▶ [TASK MATERIAL]:
-=-=-=-=-

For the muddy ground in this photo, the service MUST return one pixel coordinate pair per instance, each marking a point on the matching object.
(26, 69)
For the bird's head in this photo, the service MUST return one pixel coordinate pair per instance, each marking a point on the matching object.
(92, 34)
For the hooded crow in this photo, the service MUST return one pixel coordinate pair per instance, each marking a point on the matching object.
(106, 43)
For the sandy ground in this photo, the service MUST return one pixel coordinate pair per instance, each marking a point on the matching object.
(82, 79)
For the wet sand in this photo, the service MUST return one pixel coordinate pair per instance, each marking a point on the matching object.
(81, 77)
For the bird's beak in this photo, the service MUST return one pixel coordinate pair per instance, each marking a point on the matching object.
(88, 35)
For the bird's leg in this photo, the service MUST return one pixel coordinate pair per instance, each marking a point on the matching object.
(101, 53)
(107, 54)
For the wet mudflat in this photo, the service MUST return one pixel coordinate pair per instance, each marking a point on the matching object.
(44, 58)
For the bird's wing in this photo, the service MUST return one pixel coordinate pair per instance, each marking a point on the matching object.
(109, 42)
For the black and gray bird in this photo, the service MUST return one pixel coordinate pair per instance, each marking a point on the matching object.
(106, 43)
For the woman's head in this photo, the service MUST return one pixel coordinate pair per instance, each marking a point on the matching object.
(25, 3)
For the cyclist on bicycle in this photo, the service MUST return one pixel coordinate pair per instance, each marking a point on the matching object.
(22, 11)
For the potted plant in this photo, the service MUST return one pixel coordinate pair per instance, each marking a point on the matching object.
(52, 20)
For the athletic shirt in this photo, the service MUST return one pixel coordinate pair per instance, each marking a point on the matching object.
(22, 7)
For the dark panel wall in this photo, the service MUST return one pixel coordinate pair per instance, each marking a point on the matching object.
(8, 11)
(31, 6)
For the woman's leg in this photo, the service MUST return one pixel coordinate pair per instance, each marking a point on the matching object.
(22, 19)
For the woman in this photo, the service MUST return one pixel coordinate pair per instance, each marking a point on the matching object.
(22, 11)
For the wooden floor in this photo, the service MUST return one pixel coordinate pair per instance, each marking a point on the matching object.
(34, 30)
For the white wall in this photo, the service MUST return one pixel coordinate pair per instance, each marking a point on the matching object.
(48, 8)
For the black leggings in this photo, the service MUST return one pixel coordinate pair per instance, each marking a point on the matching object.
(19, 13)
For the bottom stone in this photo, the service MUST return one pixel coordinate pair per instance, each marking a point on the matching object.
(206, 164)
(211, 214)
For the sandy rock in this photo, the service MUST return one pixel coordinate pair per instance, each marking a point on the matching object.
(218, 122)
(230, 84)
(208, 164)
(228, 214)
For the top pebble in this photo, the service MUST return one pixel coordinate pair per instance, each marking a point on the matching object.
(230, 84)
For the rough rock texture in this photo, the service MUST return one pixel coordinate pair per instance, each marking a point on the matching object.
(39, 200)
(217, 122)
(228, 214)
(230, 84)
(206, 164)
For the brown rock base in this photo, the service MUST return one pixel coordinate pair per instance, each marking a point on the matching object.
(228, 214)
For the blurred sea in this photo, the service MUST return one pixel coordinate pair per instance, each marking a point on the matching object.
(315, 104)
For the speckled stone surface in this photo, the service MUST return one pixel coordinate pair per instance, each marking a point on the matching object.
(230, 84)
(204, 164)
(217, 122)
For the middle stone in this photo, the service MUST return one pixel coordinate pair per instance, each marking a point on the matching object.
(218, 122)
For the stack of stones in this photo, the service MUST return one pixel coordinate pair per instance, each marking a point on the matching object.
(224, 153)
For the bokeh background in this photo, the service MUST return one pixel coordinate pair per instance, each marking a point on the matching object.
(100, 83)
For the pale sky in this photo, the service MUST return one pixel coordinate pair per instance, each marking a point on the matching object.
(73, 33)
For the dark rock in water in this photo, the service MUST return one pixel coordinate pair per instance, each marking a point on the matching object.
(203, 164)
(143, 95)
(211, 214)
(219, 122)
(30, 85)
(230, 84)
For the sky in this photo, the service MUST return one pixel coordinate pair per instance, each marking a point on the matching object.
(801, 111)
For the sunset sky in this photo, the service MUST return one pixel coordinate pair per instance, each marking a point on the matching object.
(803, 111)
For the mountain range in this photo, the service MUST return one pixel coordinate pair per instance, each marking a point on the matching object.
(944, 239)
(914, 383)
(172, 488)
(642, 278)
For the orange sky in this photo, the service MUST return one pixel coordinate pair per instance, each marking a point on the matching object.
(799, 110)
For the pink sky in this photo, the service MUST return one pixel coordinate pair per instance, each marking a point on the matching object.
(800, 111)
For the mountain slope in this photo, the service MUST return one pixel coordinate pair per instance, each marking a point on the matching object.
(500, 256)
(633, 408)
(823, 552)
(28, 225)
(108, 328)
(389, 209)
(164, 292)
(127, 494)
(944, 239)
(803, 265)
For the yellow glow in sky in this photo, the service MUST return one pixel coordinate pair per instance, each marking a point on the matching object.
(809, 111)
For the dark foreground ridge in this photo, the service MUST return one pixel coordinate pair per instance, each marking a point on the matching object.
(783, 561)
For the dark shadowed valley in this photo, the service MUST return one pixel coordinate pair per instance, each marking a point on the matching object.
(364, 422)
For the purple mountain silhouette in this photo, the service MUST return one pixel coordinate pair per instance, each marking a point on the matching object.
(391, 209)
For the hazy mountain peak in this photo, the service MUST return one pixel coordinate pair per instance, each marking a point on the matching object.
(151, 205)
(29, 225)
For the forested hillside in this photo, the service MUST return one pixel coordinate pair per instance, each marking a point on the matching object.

-=-=-=-=-

▶ [WHAT IS NEEDED]:
Reproduce the listing above line for line, exactly.

▶ [RESULT]:
For the muddy ground in this photo, the service MUST return one pixel coordinate pair per instance, each marking a point on the matching object.
(26, 69)
For the bird's head in this photo, the service MUST return one pixel coordinate pair per instance, each marking a point on the matching object.
(92, 34)
For the hooded crow in this photo, the service MUST return one pixel coordinate pair per instance, each marking a point on the matching object.
(106, 43)
For the sandy ground in this photo, the service MUST return one pixel coordinate pair per instance, each marking a point on the matching object.
(82, 79)
For the wet sand in this photo, the service MUST return one pixel coordinate pair per instance, each marking a point on the matching object.
(81, 77)
For the bird's beak in this photo, the service MUST return one pixel coordinate pair per instance, each marking a point on the matching object.
(88, 35)
For the bird's leg in this photo, the service MUST return one pixel coordinate pair per instance, each marking a point on the matching object.
(101, 53)
(107, 54)
For the wet mudflat in this photo, the service MUST return one pixel coordinate pair per instance, each marking a point on the matching object.
(44, 58)
For the bird's wing in this photo, the service MUST return one pixel coordinate pair per instance, each marking a point on the matching object.
(109, 42)
For the black and gray bird in this photo, the service MUST return one pixel coordinate pair per instance, each marking a point on the matching object.
(106, 43)
For the woman's head in this photo, the service MUST return one pixel coordinate pair per instance, each marking a point on the matching object.
(25, 3)
For the cyclist on bicycle in this photo, the service MUST return one pixel coordinate pair per instance, each marking a point on the matching object.
(22, 11)
For the potted plant in this photo, the service MUST return one pixel coordinate pair per instance, each marking a point on the matching object.
(52, 20)
For the athletic shirt in this photo, the service MUST return one pixel coordinate pair per instance, each marking a point on the matching object.
(22, 7)
For the dark panel wall in this photo, the service MUST return one pixel coordinate pair per instance, each marking a point on the matching object.
(8, 11)
(31, 6)
For the woman's leg in this photo, the service MUST return one pixel coordinate pair per instance, each marking a point on the matching object.
(22, 19)
For the woman in this photo, the service MUST return one pixel coordinate pair per instance, each marking a point on the matching object.
(22, 11)
For the wooden floor in this photo, the service MUST return one pixel coordinate pair per instance, each marking a point on the matching object.
(34, 30)
For the white wall in this photo, the service MUST return one pixel coordinate pair per instance, each marking a point on the matching object.
(48, 8)
For the black leggings in this photo, the service MUST return one pixel coordinate pair per instance, each marking a point on the matching object.
(19, 13)
For the bottom stone in this photo, the service MUST return one pixel coordinate pair per instance, each marking a point on the matching object.
(206, 164)
(211, 214)
For the sandy rock in this photo, the service MUST return one pixel coordinate pair per instance, each marking a point on the matching object.
(218, 122)
(230, 84)
(208, 164)
(228, 214)
For the top pebble in this photo, the service MUST return one pixel coordinate pair per instance, each marking a point on the matching object.
(230, 84)
For the rough rock texture in this photo, the service MUST return one pixel coordinate pair per instance, each marking a point on the matching object.
(39, 200)
(217, 122)
(228, 214)
(230, 84)
(206, 164)
For the brown rock base in this photo, the service MUST return one pixel coordinate pair per instance, each marking a point on the matching object.
(228, 214)
For the blurred sea in this photo, the service MUST return one pixel coordinate pair per instance, each marking a point on the matching object.
(315, 104)
For the speckled stone surface in this photo, the service MUST return one pixel coordinate pair per instance, each marking a point on the matching object.
(230, 84)
(204, 164)
(217, 122)
For the middle stone in this photo, the service MUST return one pixel coordinate pair per instance, each marking a point on the matching object.
(218, 122)
For the stack of stones in this photo, the service MUST return one pixel coordinate pair per instance, each marking a point on the matching object.
(224, 153)
For the bokeh background in this photo, the service MUST return one pixel coordinate pair per instance, each marking a point on the matching object.
(100, 83)
For the pale sky in this photo, the service MUST return one pixel coordinate pair per instance, each marking a point on the matching object.
(73, 33)
For the dark rock in water in this photo, the service MUST return one pixel coordinate pair per instance, each marking a point on the matching object.
(203, 164)
(143, 95)
(211, 214)
(219, 122)
(30, 85)
(230, 84)
For the sky in this photo, the service MUST return one pixel coordinate pair per instance, each marking a point on the matching object.
(801, 111)
For the sunset sky in this photo, the service MUST return one pixel coordinate pair per instance, each marking a point on the matching object.
(803, 111)
For the mountain range in this photo, the service MUST return one pixel coordinate pair per instance, each marking a point on the matching object.
(944, 239)
(914, 383)
(172, 488)
(642, 278)
For the orange sky in this photo, the service MUST return one pixel coordinate pair per instance, each marking a point on the matching object.
(799, 110)
For the pink sky in this photo, the service MUST return one pixel coordinate pair per instance, each marking a point on the matching object.
(800, 111)
For the mountain slope in this photo, the service MUST return one pixel coordinate pair per instance, each marking a point on the matching object.
(500, 256)
(633, 408)
(823, 552)
(28, 225)
(108, 328)
(389, 209)
(164, 292)
(127, 494)
(944, 239)
(803, 265)
For the yellow glow in sky in this photo, the service MUST return one pixel coordinate pair per instance, each marking a point on the matching object.
(809, 111)
For the dark foreground ridge in this photo, the service MUST return one pixel coordinate pair per instance, each marking a point on the matching object.
(783, 561)
For the dark shadowed valley in this photo, the service MUST return one pixel coordinate pair per instance, each marking a point on the matching object.
(364, 422)
For the purple mountain silhouette in this photo, the service MUST return one pixel coordinate pair per instance, each marking a point on the matching object.
(391, 209)
For the hazy mountain peak in this photo, the service MUST return one pixel coordinate pair per instance, each marking a point on the matching object.
(151, 205)
(29, 225)
For the forested hillside in this photo, the service MUST return one pixel coordinate pair per instance, each marking a point on the matching object.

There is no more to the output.